▶ GIVEN INSTRUCTION:
Report every line of the data below that contains the string "hillside", reproducing each such line in full.

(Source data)
==*==
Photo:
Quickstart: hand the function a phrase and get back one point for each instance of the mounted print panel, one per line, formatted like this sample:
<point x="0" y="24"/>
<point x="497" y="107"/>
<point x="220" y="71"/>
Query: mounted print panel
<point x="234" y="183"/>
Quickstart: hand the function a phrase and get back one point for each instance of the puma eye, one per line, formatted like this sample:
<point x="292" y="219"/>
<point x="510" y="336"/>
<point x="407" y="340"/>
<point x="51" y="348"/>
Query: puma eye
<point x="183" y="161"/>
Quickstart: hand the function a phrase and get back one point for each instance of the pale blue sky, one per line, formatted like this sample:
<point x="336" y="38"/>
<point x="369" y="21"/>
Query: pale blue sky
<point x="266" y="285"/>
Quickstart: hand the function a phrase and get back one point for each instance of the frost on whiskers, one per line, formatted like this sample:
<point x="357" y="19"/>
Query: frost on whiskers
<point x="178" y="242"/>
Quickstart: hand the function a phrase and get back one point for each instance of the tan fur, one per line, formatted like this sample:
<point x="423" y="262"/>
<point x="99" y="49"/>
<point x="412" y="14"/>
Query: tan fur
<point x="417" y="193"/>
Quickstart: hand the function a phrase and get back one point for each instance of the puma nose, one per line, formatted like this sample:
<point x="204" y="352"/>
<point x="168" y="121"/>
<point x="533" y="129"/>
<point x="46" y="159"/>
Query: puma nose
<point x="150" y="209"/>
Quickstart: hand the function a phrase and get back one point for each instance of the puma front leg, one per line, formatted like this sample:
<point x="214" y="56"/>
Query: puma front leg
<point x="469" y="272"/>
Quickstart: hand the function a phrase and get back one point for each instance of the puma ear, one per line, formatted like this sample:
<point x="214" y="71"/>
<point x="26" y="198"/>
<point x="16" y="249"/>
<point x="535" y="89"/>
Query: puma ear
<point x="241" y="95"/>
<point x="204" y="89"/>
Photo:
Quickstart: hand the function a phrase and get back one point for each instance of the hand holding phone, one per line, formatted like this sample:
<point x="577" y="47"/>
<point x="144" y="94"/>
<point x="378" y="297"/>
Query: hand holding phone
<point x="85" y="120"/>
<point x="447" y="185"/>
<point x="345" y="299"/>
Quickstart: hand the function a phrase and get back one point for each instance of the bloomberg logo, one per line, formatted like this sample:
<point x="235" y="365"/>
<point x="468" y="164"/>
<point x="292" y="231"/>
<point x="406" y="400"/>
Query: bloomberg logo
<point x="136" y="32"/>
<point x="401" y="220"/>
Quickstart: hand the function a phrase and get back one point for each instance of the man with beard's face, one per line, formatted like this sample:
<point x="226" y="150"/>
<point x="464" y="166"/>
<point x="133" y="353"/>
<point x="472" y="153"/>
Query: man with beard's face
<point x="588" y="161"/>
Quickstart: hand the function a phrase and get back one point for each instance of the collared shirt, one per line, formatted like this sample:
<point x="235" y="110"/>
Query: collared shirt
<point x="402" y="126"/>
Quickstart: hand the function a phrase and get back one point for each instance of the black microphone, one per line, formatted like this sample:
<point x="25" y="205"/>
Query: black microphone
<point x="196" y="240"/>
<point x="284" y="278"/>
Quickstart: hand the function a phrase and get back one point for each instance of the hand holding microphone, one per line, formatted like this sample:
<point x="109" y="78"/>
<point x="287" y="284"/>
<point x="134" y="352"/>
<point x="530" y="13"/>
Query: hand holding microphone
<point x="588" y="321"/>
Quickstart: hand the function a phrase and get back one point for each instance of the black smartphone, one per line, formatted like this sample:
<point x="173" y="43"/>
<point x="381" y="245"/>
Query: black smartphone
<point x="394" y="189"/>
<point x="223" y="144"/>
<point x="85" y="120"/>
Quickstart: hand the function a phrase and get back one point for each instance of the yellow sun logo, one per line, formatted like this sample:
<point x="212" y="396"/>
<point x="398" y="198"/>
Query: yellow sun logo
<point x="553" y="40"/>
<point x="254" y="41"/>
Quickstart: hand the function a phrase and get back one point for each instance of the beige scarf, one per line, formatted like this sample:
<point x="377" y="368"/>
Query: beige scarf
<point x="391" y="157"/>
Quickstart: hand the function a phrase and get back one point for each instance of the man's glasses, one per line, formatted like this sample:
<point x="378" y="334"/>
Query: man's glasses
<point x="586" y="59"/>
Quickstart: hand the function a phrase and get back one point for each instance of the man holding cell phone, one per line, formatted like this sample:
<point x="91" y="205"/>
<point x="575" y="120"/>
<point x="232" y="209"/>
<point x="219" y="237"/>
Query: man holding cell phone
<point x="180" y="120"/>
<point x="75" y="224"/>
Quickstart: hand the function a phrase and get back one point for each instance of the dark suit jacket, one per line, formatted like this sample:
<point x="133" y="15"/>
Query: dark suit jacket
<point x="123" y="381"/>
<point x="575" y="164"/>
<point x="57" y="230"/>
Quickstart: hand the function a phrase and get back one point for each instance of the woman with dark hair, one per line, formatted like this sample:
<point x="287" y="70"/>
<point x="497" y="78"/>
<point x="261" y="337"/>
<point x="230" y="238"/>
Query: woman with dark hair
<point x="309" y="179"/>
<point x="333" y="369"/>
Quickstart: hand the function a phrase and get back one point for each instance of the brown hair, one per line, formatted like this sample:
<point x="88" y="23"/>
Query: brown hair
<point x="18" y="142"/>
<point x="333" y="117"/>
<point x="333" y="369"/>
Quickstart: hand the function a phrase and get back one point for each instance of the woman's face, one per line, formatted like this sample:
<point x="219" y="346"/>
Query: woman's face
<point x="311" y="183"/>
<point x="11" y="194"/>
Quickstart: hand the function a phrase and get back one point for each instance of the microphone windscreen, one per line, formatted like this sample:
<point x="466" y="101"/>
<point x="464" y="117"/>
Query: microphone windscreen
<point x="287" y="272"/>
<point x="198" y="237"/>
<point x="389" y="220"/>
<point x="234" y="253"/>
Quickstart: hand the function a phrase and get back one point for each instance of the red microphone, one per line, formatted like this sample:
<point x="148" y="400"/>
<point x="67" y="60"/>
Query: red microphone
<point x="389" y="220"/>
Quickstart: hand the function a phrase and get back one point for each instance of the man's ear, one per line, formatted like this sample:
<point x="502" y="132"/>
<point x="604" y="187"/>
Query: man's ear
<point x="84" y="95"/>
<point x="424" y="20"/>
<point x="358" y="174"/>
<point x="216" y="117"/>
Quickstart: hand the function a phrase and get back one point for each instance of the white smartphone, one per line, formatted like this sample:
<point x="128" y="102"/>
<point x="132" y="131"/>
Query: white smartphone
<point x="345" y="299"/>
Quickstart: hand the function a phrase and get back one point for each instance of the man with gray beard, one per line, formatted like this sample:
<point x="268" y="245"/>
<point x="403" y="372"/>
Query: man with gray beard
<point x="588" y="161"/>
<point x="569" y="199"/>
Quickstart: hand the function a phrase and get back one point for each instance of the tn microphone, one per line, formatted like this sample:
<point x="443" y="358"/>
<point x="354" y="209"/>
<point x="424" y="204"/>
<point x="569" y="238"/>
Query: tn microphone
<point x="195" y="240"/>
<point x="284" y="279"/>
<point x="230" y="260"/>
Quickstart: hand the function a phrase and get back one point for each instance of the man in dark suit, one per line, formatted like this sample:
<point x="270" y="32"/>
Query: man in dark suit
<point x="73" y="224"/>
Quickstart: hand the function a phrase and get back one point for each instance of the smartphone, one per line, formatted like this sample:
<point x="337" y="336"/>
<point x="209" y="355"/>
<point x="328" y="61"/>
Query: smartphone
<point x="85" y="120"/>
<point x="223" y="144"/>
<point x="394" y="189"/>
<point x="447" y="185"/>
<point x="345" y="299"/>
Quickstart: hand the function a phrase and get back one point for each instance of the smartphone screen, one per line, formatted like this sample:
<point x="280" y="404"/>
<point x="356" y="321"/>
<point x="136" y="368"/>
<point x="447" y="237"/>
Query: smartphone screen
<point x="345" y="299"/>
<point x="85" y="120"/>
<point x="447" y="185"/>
==*==
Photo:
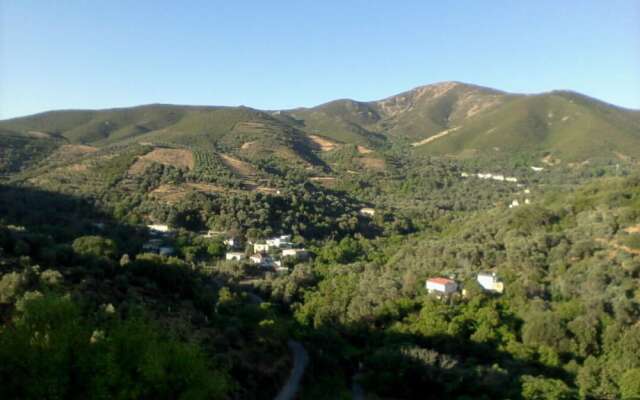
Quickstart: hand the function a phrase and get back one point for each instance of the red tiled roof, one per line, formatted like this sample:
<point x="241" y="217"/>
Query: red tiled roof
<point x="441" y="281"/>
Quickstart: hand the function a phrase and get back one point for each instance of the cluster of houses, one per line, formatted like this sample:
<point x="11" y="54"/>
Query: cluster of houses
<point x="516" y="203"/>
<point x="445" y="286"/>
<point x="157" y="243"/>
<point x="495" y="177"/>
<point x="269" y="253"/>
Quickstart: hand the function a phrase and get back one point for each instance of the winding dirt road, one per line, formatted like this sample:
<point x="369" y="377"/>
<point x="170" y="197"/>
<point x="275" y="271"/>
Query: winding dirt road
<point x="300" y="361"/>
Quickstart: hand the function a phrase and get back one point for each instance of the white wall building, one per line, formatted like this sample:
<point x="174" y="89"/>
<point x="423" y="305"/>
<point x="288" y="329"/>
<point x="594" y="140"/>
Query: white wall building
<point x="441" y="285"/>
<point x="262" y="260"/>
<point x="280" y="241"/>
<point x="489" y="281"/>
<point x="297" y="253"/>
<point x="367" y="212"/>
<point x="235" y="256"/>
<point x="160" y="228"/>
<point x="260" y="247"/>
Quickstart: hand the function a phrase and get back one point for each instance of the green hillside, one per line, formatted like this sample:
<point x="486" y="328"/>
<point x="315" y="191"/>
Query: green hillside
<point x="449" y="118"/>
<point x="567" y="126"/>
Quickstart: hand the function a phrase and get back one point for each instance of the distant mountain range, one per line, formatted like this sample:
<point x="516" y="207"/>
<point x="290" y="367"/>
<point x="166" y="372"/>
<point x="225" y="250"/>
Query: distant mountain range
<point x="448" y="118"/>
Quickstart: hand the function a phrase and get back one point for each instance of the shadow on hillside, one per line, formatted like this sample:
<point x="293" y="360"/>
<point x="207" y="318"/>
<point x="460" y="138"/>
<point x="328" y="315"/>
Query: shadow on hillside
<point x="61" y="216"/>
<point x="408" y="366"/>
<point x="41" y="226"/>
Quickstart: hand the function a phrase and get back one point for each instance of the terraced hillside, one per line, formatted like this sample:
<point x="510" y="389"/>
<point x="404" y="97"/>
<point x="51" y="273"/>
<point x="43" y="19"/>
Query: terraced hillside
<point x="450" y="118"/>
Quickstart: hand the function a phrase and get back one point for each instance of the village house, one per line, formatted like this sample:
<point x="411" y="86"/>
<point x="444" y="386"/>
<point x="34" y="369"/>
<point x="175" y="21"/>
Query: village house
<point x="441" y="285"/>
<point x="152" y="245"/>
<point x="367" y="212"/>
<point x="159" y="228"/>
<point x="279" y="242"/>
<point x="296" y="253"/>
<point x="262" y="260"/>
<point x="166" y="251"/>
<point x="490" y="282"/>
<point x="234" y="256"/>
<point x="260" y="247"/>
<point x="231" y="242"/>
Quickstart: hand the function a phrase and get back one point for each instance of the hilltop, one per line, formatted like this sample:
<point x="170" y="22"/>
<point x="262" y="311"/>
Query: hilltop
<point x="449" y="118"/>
==*==
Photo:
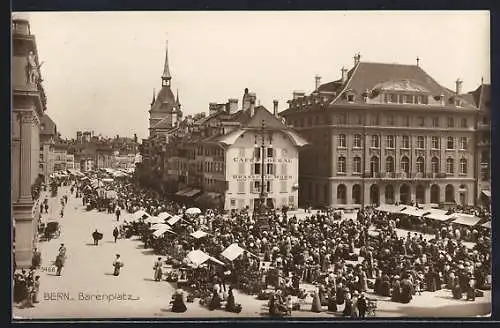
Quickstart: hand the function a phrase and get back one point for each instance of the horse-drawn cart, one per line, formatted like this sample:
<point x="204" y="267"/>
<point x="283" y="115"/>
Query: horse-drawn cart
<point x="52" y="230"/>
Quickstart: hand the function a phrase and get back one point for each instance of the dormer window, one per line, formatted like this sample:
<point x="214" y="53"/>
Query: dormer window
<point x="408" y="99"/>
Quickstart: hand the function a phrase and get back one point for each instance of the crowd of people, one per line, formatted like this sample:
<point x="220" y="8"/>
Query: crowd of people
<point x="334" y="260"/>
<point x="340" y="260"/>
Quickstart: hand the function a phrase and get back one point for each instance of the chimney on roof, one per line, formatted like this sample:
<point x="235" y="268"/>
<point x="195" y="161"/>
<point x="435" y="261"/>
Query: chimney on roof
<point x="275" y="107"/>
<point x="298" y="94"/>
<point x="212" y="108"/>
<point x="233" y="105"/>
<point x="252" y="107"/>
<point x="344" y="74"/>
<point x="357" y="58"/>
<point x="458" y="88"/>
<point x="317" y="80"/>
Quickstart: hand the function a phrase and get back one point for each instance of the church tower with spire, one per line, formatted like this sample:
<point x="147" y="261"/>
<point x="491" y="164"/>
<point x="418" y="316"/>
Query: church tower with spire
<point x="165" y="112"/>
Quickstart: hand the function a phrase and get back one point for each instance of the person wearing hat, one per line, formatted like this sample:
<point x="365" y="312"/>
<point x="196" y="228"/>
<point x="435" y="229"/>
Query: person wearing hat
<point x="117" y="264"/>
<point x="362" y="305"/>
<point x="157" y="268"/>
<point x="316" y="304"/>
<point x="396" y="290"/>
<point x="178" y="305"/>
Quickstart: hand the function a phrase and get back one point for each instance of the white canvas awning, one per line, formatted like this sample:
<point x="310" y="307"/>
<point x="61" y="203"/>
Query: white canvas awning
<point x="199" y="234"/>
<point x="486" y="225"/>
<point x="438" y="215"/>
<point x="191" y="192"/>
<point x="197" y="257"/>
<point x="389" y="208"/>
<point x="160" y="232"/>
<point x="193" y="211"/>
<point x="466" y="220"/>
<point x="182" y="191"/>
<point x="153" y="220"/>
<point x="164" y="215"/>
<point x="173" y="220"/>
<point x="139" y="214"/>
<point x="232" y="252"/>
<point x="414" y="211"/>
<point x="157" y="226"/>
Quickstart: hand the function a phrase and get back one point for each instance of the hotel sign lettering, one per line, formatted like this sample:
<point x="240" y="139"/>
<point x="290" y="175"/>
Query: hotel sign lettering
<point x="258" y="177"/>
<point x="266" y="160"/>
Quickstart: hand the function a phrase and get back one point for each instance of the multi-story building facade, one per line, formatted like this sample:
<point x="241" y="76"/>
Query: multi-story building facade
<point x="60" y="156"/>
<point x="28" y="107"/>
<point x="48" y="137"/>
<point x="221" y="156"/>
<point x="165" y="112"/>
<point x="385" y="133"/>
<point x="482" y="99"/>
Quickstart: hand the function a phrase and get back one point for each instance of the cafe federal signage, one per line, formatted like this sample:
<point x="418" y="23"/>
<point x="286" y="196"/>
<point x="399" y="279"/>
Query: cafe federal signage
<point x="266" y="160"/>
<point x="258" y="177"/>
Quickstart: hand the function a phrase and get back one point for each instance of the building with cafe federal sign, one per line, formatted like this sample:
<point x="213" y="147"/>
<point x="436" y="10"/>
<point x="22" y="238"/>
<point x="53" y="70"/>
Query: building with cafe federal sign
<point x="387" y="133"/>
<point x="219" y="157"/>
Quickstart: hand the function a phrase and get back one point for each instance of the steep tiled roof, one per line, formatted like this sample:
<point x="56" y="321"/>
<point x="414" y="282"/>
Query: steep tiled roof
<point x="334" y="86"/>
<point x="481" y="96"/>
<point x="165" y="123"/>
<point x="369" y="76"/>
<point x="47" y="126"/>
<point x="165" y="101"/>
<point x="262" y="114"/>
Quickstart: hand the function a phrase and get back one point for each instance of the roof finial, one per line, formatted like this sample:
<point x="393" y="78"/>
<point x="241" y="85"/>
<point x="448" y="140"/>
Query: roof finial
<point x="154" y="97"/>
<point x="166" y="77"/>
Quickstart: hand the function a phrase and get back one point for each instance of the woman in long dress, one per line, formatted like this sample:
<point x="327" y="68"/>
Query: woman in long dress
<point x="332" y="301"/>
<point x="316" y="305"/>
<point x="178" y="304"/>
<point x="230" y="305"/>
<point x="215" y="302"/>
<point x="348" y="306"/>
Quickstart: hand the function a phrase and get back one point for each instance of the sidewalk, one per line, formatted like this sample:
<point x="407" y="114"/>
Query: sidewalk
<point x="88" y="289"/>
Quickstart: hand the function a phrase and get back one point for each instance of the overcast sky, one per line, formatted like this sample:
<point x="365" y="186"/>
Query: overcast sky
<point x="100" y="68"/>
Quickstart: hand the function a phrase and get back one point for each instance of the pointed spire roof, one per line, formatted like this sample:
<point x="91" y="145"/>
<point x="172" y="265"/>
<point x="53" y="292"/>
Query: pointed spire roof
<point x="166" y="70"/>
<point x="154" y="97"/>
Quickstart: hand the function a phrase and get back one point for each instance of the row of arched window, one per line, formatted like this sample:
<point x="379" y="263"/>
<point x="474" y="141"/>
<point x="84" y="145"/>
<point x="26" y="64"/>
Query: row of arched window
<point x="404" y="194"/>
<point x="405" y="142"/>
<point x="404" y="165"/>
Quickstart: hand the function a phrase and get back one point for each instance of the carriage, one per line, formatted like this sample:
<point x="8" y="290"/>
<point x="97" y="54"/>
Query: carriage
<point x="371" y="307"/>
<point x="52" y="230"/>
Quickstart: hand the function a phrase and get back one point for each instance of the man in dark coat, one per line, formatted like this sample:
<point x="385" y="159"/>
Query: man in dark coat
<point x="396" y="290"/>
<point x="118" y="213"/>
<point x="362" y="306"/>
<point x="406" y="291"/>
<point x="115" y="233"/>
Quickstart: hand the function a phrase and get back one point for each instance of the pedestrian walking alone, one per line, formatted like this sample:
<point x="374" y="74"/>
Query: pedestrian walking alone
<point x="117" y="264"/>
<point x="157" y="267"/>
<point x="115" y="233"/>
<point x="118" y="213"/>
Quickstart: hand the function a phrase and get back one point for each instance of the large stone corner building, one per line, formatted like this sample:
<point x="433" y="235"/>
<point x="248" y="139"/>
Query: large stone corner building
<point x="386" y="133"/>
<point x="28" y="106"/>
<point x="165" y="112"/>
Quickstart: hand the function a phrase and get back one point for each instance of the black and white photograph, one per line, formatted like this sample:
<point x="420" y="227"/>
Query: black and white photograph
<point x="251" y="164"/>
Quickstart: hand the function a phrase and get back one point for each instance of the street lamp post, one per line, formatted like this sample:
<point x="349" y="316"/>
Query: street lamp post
==*==
▶ TASK ANSWER:
Quickstart: hand the function a phrase and get back one point for each instance of the green hillside, one per line, formatted like this sample:
Query: green hillside
Quickstart: hand the function a phrase and get back one point for each instance of the shadow on hillside, one per line, formatted like this sample:
Query: shadow on hillside
Quickstart: hand the function a phrase and get back one point for each instance of the terraced hillside, one per line, formatted like this sample:
Query: terraced hillside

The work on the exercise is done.